Problem to work on
Can you copy the passage on the history of reading instruction verbatim, from "Image above shows" to "to teach reading."?

Image above shows two phonics-based texts: McGuffey’s Reader and the Bob Books.
For nearly 200 years there has been a controversy in the United States over how to teach reading.
In colonial days the New England Primer and, later, McGuffey’s Reader had an “alphabetic column.” It listed the alphabet (in capitals and lower case), the vowels, and syllables using the vowels. Children were to learn the sounds of letters before learning whole words.
In 1841, Horace Mann, the first Massachusetts Secretary of Education, complained about this method of teaching children: “[T]he alphabetic column presents an utter blank. There stands in silence and death, the stiff, perpendicular row of characters, lank, stark, immovable, without form or comeliness and, as to signification, wholly void.” These characters made the children “feel so deathlike.” [1]
Mann preferred a “far better and more philosophical mode,—whole words should be taught before teaching the letters of which they are composed.”[2] In his view, reading would be more rewarding if children could capture words and their meanings, without having first to go through the drudgery of memorizing the sounds of each letter of the alphabet and sounds of their combinations.
It may have been drudgery, but historian Albert Fishlow calculates that about 90 percent of white adults throughout the nation could read and write by 1840.[3]
In any case, the “reading wars” began and continue today. The wars are between teaching children to “sound out” words (this is called phonics, a term coined by Mann) and teaching whole words that children can recognize by sight (called whole language). The phonics approach is embodied in what is now known as the “science of reading,” based on research confirming that learning sounds is a key element (not the only element) of reading education.
The Old Days
If you learned to read in the 1950s or 1960s, you were probably taught by whole language, also called “look-say.” The Dick and Jane readers were the most popular introductory texts. In 1955, however, Rudolf Flesch issued a full-throated challenge to this way of teaching, his book Why Can’t Johnny Read? It was a best-seller, it promoted phonics, and it caused a furor.
Critics disparaged Flesch’s ideas and shredded his evidence. Writing in the Journal of Pediatrics, Janice Schmidt Hobkirk a psychologist at the University of Pennsylvania, called Flesch’s book a “partisan, argumentative discussion” that “argued on the level of old-time ward politics.”[4] And she persuasively cast doubt on each of the research studies Flesch cited. He had “taken sentences out of context, misrepresented research, and built his case on insufficient evidence,” she said.[5]
In 1967, however, Jeanne Chall, a professor at the Harvard Graduate School of Education, looked in much greater detail at studies comparing the phonics approach and whole language. Her book confirmed the value of phonics although she was not dogmatic. “A tenable hypothes,” she wrote,” is that if given time, phonics is advantageous not only for word recognition but also for comprehension—one of the ultimate goals of reading instruction.” [6]
Chall’s conclusion just didn’t take, however. Whole language became even more popular.
My Story—And Yours?
In the 1990s. I was a “mother-listener” in my son’s second-grade classroom in Bozeman, Montana. My (volunteer) job was to listen to children read; usually these were children who had fallen behind. I soon discovered that the children I worked with didn’t know the sounds made by the letters. So I went to the school library and asked if they had some books that linked letters to sounds. “We used to have books like that,” I was told, “but not anymore.”
I ended up ordering a series of books called the Bob Books,”a very effective way of teaching. One of the boys liked them so much that I gave them to him when the school year ended. (I highly recommend them today.)

(Collected data)

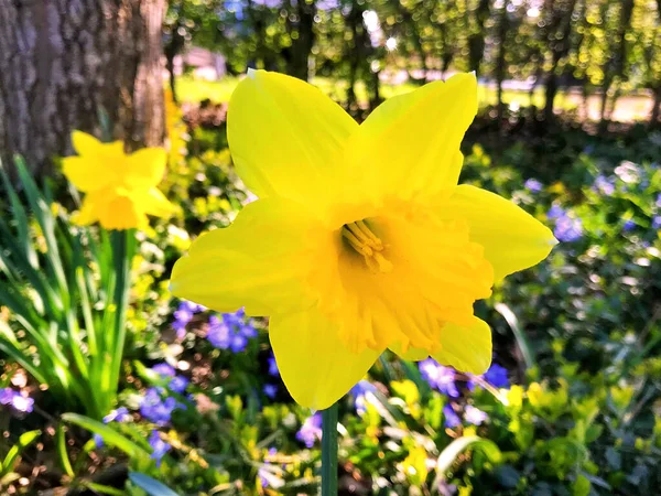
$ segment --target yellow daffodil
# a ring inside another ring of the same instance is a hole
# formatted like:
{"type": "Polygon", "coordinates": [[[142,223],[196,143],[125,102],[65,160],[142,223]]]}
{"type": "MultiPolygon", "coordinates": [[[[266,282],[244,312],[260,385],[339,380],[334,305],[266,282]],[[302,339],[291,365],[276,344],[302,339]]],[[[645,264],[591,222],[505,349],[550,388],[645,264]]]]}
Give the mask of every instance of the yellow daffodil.
{"type": "Polygon", "coordinates": [[[63,170],[86,194],[78,224],[98,220],[106,229],[144,228],[147,215],[172,213],[172,204],[156,188],[165,172],[165,150],[144,148],[126,154],[121,141],[101,143],[80,131],[72,133],[72,141],[78,157],[64,159],[63,170]]]}
{"type": "Polygon", "coordinates": [[[252,72],[231,97],[228,139],[259,200],[193,244],[173,293],[269,315],[303,406],[333,405],[387,348],[484,373],[491,335],[474,302],[555,239],[513,203],[457,186],[476,111],[472,74],[391,98],[359,126],[313,86],[252,72]]]}

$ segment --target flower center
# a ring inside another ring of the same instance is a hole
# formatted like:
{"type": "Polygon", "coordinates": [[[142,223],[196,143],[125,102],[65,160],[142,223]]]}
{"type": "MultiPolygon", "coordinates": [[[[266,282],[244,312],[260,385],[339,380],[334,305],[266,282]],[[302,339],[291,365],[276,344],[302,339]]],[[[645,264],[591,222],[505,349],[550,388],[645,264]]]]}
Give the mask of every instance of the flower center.
{"type": "Polygon", "coordinates": [[[386,247],[375,235],[365,220],[358,220],[342,226],[342,236],[349,246],[365,259],[365,263],[372,272],[390,272],[392,263],[383,257],[386,247]]]}

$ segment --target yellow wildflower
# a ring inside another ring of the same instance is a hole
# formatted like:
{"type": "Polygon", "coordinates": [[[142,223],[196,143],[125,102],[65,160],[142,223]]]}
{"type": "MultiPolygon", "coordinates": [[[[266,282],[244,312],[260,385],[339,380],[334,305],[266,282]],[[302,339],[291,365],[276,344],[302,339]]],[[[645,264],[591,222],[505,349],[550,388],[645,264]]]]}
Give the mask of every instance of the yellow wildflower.
{"type": "Polygon", "coordinates": [[[259,200],[192,245],[173,293],[269,315],[284,384],[306,407],[333,405],[386,348],[484,373],[491,334],[474,302],[555,239],[511,202],[457,186],[476,111],[473,74],[393,97],[359,126],[313,86],[251,72],[228,140],[259,200]]]}
{"type": "Polygon", "coordinates": [[[78,224],[99,222],[106,229],[144,228],[147,215],[166,217],[173,211],[156,188],[165,172],[161,148],[144,148],[126,154],[123,143],[101,143],[80,131],[72,133],[78,157],[63,161],[64,174],[86,193],[76,218],[78,224]]]}

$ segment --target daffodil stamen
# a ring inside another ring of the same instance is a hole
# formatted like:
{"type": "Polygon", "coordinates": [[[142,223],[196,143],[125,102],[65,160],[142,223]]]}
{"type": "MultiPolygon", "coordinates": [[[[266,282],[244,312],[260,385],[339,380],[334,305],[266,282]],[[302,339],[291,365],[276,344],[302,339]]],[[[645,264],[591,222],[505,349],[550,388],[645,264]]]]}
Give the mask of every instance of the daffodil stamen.
{"type": "Polygon", "coordinates": [[[392,263],[381,254],[383,242],[364,220],[345,224],[342,228],[342,235],[357,254],[362,255],[365,263],[372,272],[392,271],[392,263]]]}

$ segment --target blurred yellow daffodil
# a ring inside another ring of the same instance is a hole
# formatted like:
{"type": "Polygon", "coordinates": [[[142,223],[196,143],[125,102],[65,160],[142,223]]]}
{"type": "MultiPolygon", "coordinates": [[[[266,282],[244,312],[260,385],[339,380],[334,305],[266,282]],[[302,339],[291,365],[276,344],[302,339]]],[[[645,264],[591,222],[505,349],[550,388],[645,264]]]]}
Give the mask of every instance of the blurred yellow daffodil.
{"type": "Polygon", "coordinates": [[[387,348],[484,373],[491,335],[474,302],[556,241],[513,203],[457,186],[476,111],[473,74],[390,98],[359,126],[315,87],[251,72],[228,139],[259,200],[192,245],[173,293],[269,315],[284,384],[306,407],[332,406],[387,348]]]}
{"type": "Polygon", "coordinates": [[[161,148],[144,148],[127,154],[123,143],[101,143],[80,131],[72,133],[77,157],[63,160],[67,179],[85,200],[76,222],[99,222],[106,229],[144,228],[147,215],[166,217],[173,206],[156,188],[163,179],[167,155],[161,148]]]}

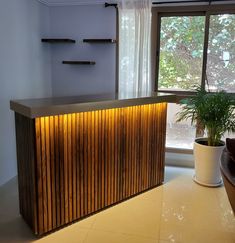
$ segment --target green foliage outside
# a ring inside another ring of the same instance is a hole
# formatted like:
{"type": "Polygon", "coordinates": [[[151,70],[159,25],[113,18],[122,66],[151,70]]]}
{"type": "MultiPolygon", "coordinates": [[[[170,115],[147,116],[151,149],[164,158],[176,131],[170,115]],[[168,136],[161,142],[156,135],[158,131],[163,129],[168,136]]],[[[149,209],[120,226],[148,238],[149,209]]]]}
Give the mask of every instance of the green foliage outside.
{"type": "MultiPolygon", "coordinates": [[[[161,18],[159,88],[190,90],[201,83],[205,16],[161,18]]],[[[235,92],[235,15],[212,15],[207,59],[211,90],[235,92]]]]}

Answer box
Image above shows two phonics-based texts: McGuffey’s Reader and the Bob Books.
For nearly 200 years there has been a controversy in the United States over how to teach reading.